TASK BRIEF
Return the line containing "Wildlife camera-trap request: tag the boulder" and every line after it through the end of the entries below, with no other lines.

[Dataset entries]
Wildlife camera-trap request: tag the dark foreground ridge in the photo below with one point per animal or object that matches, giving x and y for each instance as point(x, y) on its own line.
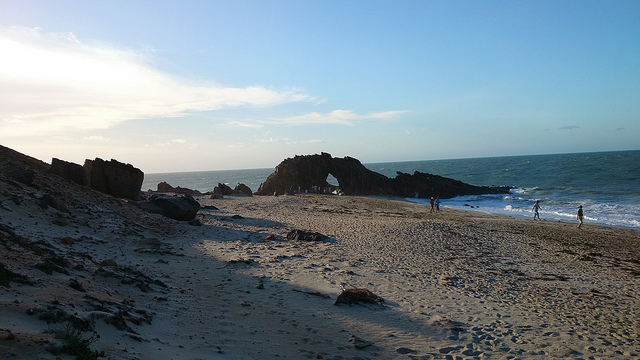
point(305, 172)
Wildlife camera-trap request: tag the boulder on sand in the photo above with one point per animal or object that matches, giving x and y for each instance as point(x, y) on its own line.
point(182, 208)
point(114, 178)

REPLY TO THE EXERCISE
Wildlife camera-trap request: tag the boulder on sand in the photo above with one point per animal or object that matches, giving x and y for each instance as point(x, y) on its own line.
point(182, 208)
point(114, 178)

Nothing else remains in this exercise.